## Texto extraído
★ ★ ★ ★ ★ ★ ★
El colectivo de mujeres poetas Genialogías presenta su ‘Diccionaria Una’, un glosario que, de forma lúdica y lírica, crea y recoge palabras que designan realidades obviadas por la cultura patriarcal.
“Lolamento”, una de las entradas de Diccionaria Una. MARIA FARRÉ
La frase cayó como una piedra en el agua y salpicó a todas las presentes en aquella reunión de la asociación de mujeres poetas Genialogías en 2017. Una de ellas dijo lo que muchas sentían en carne propia: “Mi mundo está lleno de cosas que no tienen nombre”. Cuatro años después, el colectivo ha publicado un libro-herramienta que quiere satisfacer esa necesidad de inventar palabras para designar realidades que afectan a las mujeres pero que, hasta ahora, han carecido de definición, de un término que las nombre. Y lo que no se nombra no existe, sabido es.
★ ★ ★ ★ ★ ★ ★
## Consigna 1
Por favor, enumera todos los fragmentos del texto sobre la Diccionaria Una que aparecen entre comillas, ya sean simples o dobles.
El texto sobre la Diccionaria Una y los registros no guardan relación entre sí.
★ ★ ★ ★ ★ ★ ★
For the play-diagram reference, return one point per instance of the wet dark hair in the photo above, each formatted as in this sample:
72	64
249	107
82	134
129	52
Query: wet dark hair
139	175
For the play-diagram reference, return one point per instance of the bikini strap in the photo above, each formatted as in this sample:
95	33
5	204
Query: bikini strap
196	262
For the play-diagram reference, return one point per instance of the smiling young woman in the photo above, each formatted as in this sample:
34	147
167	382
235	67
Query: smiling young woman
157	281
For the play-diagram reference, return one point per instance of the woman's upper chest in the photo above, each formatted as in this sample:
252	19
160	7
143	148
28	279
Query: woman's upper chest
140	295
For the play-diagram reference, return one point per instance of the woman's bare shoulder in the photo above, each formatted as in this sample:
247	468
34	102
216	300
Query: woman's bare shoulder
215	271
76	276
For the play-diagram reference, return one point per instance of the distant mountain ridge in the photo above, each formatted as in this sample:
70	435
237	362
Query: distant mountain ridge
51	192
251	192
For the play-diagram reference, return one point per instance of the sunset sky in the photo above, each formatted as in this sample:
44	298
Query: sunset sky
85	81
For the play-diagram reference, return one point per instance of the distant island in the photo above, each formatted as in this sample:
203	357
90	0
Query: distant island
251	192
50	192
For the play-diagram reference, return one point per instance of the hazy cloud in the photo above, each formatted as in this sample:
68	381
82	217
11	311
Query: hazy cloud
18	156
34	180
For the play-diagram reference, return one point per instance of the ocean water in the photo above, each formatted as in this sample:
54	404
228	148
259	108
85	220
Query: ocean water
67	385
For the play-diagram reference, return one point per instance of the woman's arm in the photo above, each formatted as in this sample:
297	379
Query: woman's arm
★ ★ ★ ★ ★ ★ ★
## Consigna 2
Cuenta las líneas de los registros que contienen la cadena "water" y responde solo con el número.

## Respuesta correcta 1
- Diccionaria Una
- Lolamento
- Mi mundo está lleno de cosas que no tienen nombre

## Respuesta correcta 2
2